> _WHAT THE TASK REQUIRES_
Which lines of the data include the string "gate"? List them all.

> _TASK INPUTS_
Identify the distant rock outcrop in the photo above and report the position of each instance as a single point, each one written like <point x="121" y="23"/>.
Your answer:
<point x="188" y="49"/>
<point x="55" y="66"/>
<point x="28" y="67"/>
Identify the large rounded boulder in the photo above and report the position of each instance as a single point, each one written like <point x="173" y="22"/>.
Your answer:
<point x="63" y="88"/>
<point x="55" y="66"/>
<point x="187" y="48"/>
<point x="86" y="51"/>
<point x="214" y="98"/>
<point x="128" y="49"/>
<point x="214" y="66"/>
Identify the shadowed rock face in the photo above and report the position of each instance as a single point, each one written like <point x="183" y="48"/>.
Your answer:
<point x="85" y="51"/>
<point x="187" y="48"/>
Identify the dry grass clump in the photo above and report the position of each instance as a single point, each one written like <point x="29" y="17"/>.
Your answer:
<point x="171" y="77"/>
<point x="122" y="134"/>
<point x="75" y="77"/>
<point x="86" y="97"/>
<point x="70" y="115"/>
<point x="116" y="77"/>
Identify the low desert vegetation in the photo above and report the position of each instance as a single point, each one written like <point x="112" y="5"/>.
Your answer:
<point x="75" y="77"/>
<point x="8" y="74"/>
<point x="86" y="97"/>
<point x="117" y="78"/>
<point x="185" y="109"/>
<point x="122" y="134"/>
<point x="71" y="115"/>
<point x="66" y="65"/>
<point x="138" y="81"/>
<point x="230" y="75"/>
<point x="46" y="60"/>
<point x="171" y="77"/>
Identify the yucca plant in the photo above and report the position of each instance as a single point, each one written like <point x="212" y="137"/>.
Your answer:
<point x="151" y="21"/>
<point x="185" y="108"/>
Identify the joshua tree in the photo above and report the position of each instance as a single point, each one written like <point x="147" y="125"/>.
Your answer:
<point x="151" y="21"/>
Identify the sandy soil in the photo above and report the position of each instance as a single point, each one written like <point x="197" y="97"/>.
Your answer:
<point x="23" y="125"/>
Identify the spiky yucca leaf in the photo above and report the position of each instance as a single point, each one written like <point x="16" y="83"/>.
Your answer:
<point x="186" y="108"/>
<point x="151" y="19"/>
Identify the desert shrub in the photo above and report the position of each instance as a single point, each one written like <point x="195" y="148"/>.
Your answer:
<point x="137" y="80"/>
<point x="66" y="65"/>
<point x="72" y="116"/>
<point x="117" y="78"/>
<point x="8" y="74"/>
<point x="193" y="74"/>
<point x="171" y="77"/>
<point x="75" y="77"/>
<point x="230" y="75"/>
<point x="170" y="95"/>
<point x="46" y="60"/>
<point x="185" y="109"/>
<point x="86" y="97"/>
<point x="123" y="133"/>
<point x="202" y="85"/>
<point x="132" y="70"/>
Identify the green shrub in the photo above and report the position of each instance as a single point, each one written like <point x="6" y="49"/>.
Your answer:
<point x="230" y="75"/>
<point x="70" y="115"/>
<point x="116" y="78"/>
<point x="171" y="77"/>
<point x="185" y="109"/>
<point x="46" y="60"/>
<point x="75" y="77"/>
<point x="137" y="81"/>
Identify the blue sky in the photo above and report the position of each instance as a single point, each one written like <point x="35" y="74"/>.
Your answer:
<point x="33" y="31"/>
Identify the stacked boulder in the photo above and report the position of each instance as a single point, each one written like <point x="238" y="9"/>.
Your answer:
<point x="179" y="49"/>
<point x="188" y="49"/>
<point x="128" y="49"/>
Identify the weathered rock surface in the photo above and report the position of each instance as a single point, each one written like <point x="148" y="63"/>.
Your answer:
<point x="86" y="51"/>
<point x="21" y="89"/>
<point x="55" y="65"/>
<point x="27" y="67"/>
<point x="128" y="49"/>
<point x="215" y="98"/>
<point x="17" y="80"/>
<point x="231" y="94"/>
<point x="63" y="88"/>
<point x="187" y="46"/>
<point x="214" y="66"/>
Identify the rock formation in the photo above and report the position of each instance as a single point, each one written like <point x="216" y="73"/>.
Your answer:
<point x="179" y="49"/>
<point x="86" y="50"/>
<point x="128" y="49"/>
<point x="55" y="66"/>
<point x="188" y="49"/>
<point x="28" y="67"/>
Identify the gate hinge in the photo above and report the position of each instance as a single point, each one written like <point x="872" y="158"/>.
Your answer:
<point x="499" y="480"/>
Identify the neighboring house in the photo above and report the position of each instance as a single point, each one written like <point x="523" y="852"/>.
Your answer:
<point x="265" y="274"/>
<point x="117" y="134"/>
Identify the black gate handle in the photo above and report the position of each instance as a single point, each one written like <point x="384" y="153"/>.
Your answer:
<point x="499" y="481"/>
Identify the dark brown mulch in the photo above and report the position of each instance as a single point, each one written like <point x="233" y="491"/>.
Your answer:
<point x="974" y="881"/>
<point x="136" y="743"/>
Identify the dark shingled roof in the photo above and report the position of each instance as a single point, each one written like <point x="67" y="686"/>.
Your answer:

> _WRITTEN SOLUTION_
Identify the gate hinge in the photo above and report the position of each instance as a single point, each one written like <point x="872" y="158"/>.
Identify the black gate handle in the photo above and report the position of each instance as a single point, each one written like <point x="384" y="153"/>.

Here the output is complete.